- Exercise materials:
····················

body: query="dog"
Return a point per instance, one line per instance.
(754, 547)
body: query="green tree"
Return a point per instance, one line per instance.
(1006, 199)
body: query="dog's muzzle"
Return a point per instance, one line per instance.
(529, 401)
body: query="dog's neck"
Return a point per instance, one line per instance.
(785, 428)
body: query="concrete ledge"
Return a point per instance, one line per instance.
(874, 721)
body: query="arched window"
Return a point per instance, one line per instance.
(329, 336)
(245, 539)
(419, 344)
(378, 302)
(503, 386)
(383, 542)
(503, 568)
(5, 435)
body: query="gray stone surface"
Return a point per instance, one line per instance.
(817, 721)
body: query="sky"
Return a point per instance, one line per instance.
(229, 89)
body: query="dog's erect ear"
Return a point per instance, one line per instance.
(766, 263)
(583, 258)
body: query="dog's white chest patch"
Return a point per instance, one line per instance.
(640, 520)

····················

- What the task requires: Please return the full set of records exactly as given above.

- Task answer:
body: query="dog"
Return a point per instance, one line per instance.
(754, 547)
body: query="green tree"
Return a point per instance, one line per instance.
(1006, 199)
body: query="dog's muzzle"
Return a point per instance, one line per instance.
(529, 401)
body: query="dog's neck"
Return a point per instance, one line per instance.
(785, 428)
body: query="concrete ledge"
Return a point per instance, one line per instance.
(874, 721)
body: query="arched window"
Return a point per instance, one line per instance.
(329, 336)
(245, 539)
(419, 344)
(378, 302)
(503, 386)
(383, 542)
(503, 568)
(5, 435)
body: query="gray stone surface"
Return a point per instance, one line per instance.
(817, 721)
body: query="sky"
Return a point per instance, one line per instance.
(229, 89)
body: query="dog's erect ear"
Return a point per instance, one line per instance.
(766, 263)
(583, 258)
body: query="dog's white chest patch"
Return a point per instance, one line per instance.
(640, 520)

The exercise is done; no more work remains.